▸ **Document extract**
Banks Tap Resilience To Weather The COVID-19 Storm

How Financial Services Weather COVID-19

When things go wrong, one can generally count on people to notice – particularly if a lot of things go wrong at once due to a black swan event like the one we are living through now. By their nature, those types of events tend to blindside – and in recent weeks, we’ve seen the collateral damage rack up across the economy, as the U.S. and much of the world has had to pivot nearly overnight into a new normal that still feels very strange.

What most of us don’t realize right away is that a sudden and systemic shock tends to expose strength in the system rather than weakness. Consumers are so habituated to things working right, OnPay Solutions President and CEO Neal Anderson told Karen Webster in a recent conversation, that it can be hard to appreciate something that is functioning in a completely normal fashion under rather extraordinary circumstances, as the financial services ecosystem is right now.

“One of my observations is that we’re not reading about the failure of financial institutions or related bad news,” Anderson noted. “It is amazing that money can still move right now – between consumers, between consumers and businesses and between businesses – with the touch of a button. And that banks are able to offer mortgage relief for 90 days without skipping a beat – that’s just unheard of.”

And it’s encouraging – for two reasons. The first, he noted, is that what’s happening now, for all its horrors, is an indication of just how far the financial services ecosystem has come over the course of the last decade. Also, it means the ecosystem as a whole is positioning itself to evolve to the new economic normal that will emerge when the current crisis is over.

When Stress Tests Pay Off 

In the midst of an economic crisis tipped off by a global public health crisis, it might be difficult to think back to the last time the economy fell apart in 2008, or just how unbelievable the headlines were at the time. Banks long considered “too big to fail” did exactly that, or came within inches of doing so. It was an experience no one ever wanted to repeat, as it looked distinctly possible that the entire global economy would unravel all at once.

“Resulting from that, regulators insisted on tough stress tests on liquidity for financial institutions going forward. They wanted to confirm annually their ability to withstand super volatile changes in the marketplace,” Anderson told Webster.

Those stress tests, he noted, were not much loved by anyone at the time, and people often complained about them. But Anderson suspects that if they were polled today, many of those bank executives might admit they were “really happy they went through all those stress tests.”

Being forced to take one’s medicine, he noted, is no fun at all – but the lesson is that when it’s done and when it works, it makes a difference. After spending a decade rethinking risk and inoculating itself against volatile market shocks, the financial services industry has been better equipped to deal with the big shock of 2020, without stories about undercapitalized banks going belly-up.

▸ **Your tasks**
(1) Could you repeat the part of the article on bank resilience starting with "When things go" and going on through "feels very strange."?
(2) In the article on bank resilience, what did regulators insist on for financial institutions after the 2008 crisis?
The items come from a separate source, not from the article on bank resilience.

▸ **Data section**

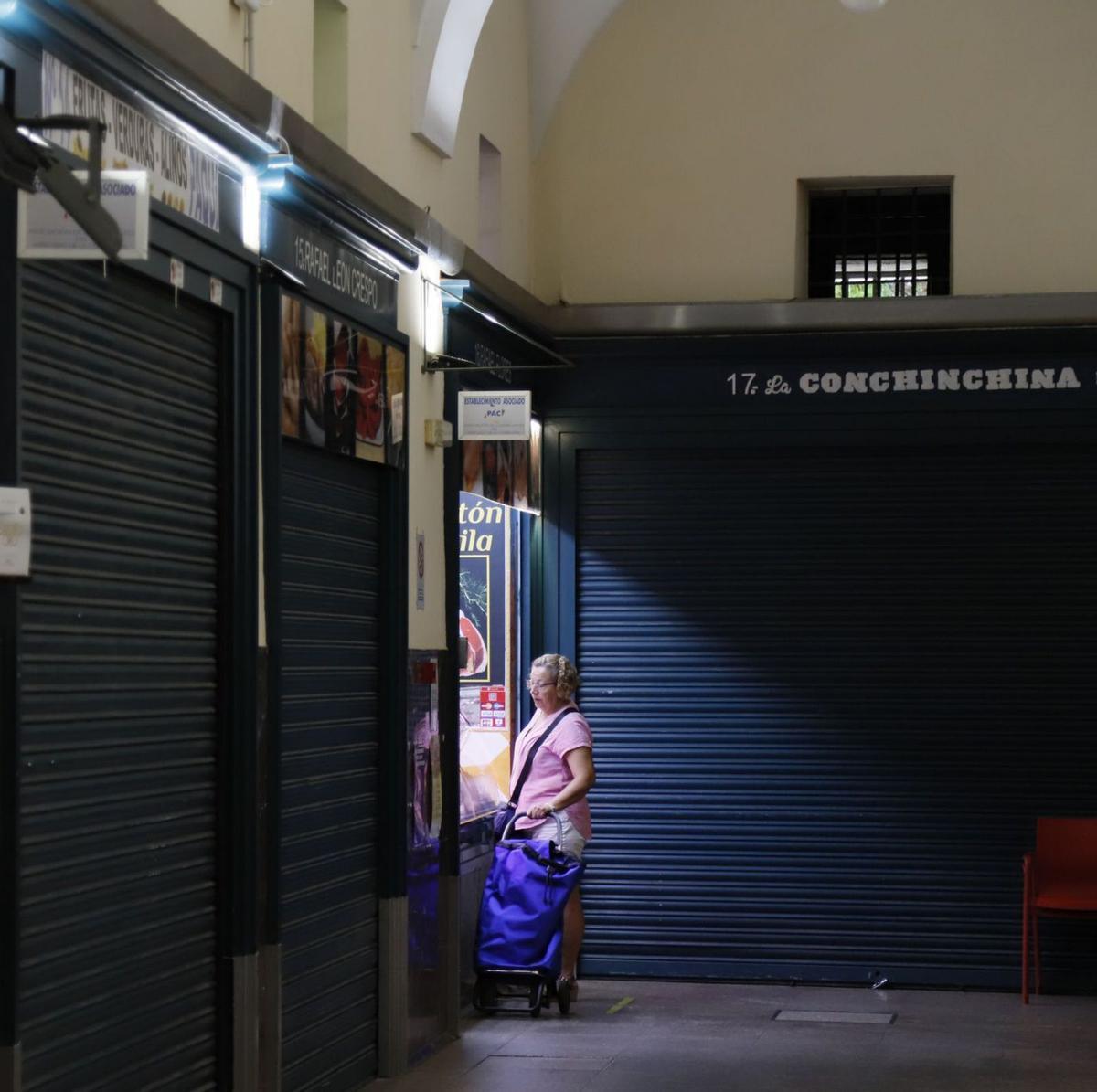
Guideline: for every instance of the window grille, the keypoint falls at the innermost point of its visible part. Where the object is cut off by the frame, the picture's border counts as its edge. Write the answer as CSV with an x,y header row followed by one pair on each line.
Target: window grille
x,y
880,242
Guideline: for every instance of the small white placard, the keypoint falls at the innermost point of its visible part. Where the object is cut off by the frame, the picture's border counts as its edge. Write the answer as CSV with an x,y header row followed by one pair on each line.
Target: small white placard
x,y
47,229
15,532
421,570
494,415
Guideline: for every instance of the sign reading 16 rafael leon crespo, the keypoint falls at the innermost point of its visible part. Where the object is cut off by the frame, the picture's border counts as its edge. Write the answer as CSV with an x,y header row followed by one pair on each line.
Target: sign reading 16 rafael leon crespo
x,y
905,380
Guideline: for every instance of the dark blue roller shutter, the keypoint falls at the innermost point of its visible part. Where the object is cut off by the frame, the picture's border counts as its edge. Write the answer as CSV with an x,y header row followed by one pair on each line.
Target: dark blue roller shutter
x,y
832,690
119,684
330,534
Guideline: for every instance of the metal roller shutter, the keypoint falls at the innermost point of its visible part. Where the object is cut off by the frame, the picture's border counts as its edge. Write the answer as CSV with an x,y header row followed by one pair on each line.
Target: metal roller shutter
x,y
330,586
120,684
832,690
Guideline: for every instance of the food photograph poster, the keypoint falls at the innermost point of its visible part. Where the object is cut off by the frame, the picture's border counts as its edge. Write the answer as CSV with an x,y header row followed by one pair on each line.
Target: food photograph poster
x,y
343,387
484,621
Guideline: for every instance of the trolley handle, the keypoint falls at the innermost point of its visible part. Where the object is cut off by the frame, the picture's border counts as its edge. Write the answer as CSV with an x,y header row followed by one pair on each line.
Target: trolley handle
x,y
519,815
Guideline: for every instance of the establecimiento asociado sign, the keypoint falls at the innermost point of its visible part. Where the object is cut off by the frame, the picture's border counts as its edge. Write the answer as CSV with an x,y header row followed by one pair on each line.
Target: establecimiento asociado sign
x,y
494,415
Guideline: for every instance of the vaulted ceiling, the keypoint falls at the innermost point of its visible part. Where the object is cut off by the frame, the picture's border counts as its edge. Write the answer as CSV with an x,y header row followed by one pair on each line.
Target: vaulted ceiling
x,y
448,33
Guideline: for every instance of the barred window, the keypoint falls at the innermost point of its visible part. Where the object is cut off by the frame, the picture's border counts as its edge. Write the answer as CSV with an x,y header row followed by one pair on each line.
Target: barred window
x,y
880,242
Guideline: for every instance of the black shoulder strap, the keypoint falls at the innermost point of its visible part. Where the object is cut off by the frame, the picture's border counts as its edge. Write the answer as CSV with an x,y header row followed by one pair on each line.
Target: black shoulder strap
x,y
533,750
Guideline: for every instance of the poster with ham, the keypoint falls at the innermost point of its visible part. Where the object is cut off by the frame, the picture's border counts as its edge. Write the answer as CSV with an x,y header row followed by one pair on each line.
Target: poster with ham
x,y
343,388
504,471
484,621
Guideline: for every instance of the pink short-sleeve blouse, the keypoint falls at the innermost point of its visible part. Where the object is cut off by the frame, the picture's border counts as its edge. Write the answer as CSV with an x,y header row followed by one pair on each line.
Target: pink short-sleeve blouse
x,y
549,772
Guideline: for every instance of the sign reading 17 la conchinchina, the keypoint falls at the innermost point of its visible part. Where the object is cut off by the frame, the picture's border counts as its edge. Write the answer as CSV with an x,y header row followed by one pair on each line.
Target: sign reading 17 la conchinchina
x,y
959,380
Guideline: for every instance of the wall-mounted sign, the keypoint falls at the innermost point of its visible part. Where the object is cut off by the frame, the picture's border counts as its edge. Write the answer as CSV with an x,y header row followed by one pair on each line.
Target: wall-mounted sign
x,y
326,268
494,415
47,229
182,175
15,532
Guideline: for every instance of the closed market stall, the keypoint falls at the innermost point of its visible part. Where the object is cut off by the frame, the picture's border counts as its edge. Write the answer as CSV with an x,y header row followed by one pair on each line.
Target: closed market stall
x,y
338,369
834,623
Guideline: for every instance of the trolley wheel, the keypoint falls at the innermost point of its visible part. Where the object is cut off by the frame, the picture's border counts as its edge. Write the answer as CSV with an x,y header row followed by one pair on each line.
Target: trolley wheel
x,y
564,994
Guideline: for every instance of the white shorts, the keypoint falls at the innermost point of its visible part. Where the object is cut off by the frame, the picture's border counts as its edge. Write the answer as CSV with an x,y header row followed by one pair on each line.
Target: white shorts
x,y
548,832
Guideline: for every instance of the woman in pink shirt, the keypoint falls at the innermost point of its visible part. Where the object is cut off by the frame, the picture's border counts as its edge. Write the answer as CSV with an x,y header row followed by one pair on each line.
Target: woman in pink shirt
x,y
562,774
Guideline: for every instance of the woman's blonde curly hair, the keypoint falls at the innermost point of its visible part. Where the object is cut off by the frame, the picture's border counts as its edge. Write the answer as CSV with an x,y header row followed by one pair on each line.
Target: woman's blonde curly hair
x,y
563,671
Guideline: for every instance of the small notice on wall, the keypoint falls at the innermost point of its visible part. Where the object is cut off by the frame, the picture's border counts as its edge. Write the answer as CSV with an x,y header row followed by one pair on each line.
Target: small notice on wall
x,y
15,532
48,230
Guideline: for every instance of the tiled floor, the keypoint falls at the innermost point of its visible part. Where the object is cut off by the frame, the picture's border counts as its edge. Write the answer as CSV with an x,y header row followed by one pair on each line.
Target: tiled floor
x,y
710,1037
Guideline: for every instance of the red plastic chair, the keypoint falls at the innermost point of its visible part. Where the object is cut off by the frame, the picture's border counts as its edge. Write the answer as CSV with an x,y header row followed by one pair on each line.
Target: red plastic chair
x,y
1060,881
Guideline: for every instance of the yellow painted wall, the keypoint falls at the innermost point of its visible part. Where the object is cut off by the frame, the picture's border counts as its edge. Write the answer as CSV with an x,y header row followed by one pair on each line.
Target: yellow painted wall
x,y
496,104
283,33
669,171
218,22
381,48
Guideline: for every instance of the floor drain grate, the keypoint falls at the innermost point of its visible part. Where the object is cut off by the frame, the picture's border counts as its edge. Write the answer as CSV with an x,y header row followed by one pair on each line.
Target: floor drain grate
x,y
835,1018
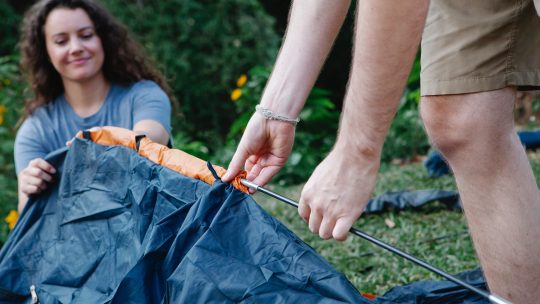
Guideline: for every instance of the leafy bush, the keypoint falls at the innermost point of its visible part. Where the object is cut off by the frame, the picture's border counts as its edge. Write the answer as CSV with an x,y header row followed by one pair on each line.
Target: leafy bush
x,y
202,46
9,22
11,104
406,138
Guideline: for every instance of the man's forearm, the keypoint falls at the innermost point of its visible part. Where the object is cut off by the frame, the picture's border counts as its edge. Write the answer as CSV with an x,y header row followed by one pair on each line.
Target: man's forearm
x,y
387,38
312,29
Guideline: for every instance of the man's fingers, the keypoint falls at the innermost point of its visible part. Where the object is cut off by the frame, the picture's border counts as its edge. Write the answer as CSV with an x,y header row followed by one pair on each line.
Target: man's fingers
x,y
235,166
304,211
327,226
43,165
342,227
315,219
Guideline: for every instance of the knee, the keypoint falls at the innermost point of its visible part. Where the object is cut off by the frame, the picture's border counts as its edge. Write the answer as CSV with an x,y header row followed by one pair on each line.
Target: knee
x,y
457,124
447,131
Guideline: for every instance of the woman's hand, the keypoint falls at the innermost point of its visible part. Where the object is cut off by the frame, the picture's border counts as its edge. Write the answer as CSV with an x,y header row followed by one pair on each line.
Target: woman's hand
x,y
34,179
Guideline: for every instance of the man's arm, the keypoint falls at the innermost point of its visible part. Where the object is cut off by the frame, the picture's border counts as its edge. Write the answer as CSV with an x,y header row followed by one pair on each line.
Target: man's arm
x,y
387,38
266,145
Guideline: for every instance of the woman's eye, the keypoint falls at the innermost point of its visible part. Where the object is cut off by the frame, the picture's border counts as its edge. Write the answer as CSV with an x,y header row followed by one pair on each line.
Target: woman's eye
x,y
87,36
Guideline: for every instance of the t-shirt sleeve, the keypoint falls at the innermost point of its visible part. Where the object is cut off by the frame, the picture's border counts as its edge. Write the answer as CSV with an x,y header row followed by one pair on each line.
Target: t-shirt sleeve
x,y
28,145
151,102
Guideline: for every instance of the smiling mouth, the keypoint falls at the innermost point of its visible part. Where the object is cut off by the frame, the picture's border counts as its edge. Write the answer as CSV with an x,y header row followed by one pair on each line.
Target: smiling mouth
x,y
79,61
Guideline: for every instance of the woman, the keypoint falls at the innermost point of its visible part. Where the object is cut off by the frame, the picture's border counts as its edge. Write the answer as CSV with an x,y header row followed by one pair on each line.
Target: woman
x,y
84,71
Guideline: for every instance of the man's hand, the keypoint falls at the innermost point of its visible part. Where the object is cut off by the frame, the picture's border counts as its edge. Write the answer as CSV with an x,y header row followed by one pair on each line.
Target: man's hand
x,y
337,193
34,179
263,150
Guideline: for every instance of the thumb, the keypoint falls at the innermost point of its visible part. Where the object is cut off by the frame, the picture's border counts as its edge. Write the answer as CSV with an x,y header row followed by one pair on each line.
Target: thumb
x,y
235,166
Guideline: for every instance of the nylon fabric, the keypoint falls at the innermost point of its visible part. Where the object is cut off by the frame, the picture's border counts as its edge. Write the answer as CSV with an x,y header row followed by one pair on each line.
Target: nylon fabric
x,y
119,228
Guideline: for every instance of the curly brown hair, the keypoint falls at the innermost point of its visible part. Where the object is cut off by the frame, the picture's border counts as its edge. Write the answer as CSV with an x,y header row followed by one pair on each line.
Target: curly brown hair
x,y
125,61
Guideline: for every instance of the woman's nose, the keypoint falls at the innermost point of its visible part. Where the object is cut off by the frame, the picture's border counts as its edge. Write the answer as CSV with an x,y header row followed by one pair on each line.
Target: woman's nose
x,y
75,46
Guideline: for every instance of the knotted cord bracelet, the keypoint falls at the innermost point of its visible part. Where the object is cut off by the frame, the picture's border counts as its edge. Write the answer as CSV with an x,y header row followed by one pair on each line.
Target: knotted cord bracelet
x,y
268,114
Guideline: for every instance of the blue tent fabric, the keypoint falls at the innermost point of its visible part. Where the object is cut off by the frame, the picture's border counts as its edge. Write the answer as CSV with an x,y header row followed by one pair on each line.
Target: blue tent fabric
x,y
117,228
436,165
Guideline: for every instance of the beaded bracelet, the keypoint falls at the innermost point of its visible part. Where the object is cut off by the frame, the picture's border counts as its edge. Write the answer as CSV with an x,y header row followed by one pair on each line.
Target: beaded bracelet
x,y
268,114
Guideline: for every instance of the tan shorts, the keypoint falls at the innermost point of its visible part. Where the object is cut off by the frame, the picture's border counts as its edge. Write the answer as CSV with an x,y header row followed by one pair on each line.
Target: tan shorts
x,y
473,46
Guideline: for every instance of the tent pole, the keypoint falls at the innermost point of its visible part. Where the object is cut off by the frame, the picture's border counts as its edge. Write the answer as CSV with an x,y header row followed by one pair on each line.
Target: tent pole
x,y
491,297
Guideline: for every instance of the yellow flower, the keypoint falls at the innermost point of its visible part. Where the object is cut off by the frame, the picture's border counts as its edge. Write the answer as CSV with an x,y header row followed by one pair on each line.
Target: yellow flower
x,y
241,81
11,219
2,111
236,93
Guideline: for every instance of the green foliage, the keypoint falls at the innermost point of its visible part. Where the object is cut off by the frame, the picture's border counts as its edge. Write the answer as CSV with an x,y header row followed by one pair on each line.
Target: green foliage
x,y
202,46
406,138
11,103
315,134
9,22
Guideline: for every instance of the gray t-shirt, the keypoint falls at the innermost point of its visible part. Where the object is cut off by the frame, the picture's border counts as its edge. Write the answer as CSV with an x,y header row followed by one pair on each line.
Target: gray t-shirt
x,y
51,126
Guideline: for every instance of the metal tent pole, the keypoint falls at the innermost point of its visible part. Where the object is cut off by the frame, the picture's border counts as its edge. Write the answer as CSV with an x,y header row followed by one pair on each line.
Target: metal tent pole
x,y
491,297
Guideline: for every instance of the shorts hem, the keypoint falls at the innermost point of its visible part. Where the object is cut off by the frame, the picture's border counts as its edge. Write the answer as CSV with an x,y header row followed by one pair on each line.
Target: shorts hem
x,y
479,84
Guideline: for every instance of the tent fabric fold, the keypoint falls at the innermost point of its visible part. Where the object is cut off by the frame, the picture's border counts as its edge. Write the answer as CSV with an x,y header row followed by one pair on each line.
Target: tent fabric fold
x,y
173,159
119,228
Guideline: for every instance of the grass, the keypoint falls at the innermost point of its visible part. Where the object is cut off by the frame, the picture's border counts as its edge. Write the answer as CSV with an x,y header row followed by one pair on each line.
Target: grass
x,y
433,233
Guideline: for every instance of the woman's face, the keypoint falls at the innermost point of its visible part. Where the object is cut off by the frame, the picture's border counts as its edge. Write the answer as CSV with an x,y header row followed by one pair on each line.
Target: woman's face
x,y
73,46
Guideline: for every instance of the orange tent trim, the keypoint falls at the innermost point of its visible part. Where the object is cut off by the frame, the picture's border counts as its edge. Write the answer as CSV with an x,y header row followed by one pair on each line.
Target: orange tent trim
x,y
174,159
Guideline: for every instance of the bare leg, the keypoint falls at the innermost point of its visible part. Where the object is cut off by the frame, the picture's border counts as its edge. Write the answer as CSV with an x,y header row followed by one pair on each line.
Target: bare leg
x,y
475,132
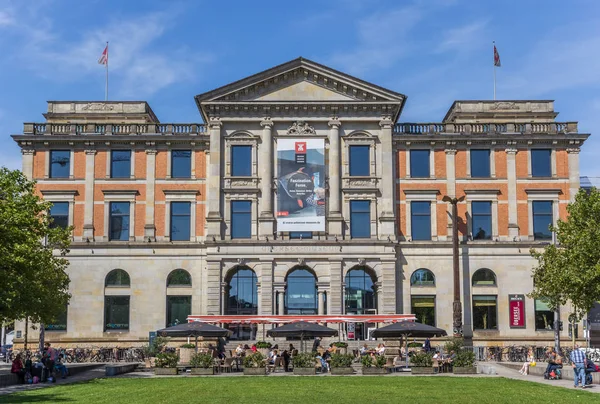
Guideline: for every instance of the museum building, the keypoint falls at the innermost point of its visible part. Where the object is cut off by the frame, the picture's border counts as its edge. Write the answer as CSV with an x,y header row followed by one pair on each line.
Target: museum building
x,y
302,192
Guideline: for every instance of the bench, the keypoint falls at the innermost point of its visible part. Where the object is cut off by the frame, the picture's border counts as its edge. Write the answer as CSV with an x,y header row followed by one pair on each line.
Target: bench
x,y
120,368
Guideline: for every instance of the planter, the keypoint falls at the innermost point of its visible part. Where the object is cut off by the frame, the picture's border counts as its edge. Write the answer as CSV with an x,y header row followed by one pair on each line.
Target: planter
x,y
165,371
255,371
305,371
374,371
185,354
342,371
203,371
467,370
421,370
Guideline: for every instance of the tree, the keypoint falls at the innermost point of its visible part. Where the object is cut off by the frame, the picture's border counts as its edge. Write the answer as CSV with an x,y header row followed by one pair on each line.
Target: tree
x,y
35,284
570,270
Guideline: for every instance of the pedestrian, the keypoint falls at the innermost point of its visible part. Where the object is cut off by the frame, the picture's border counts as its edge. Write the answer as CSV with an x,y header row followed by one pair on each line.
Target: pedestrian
x,y
579,362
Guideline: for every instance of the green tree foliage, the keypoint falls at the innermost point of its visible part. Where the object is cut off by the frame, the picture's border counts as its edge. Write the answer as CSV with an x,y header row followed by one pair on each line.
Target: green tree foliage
x,y
570,271
35,284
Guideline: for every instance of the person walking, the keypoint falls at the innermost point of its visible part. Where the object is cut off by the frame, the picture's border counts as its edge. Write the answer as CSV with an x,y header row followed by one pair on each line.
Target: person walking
x,y
579,362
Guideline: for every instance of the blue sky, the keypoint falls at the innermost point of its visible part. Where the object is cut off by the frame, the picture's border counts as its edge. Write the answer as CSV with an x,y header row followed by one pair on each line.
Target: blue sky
x,y
166,52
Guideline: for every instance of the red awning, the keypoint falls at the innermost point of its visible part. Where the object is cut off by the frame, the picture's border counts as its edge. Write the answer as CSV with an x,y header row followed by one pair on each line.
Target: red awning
x,y
373,318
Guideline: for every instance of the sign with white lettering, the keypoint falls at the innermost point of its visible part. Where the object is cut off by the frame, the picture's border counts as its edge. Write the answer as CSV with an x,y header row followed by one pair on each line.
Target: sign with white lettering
x,y
300,185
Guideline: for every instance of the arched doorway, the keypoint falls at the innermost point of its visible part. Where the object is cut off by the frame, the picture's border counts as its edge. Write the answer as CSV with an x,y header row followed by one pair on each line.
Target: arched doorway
x,y
301,292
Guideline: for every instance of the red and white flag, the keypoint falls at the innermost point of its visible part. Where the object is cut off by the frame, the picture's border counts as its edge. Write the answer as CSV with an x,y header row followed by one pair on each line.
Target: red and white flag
x,y
496,57
104,58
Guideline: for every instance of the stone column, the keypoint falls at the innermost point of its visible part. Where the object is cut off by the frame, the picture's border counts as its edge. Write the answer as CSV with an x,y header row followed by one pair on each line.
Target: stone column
x,y
335,219
387,212
450,184
214,218
265,170
149,227
88,209
27,163
573,155
336,293
511,173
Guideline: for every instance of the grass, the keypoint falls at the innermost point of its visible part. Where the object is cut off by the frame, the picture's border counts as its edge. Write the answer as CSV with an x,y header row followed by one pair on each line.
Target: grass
x,y
279,390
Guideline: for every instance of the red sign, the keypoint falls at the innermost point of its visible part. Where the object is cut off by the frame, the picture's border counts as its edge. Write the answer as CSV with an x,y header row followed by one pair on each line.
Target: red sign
x,y
516,311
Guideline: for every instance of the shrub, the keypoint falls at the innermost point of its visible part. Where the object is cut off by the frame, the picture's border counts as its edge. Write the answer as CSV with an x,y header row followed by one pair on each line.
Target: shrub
x,y
304,360
201,360
263,344
422,359
464,358
166,360
254,360
341,360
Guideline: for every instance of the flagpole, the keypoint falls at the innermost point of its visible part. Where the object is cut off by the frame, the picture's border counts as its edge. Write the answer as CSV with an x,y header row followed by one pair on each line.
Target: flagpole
x,y
106,89
494,44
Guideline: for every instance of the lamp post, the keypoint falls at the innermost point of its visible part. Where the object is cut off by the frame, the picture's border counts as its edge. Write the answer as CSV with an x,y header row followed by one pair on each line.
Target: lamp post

▸ **Answers to the problems**
(1)
When things go wrong, one can generally count on people to notice – particularly if a lot of things go wrong at once due to a black swan event like the one we are living through now. By their nature, those types of events tend to blindside – and in recent weeks, we’ve seen the collateral damage rack up across the economy, as the U.S. and much of the world has had to pivot nearly overnight into a new normal that still feels very strange.

(2) Tough stress tests on liquidity, to confirm annually their ability to withstand super volatile changes in the marketplace.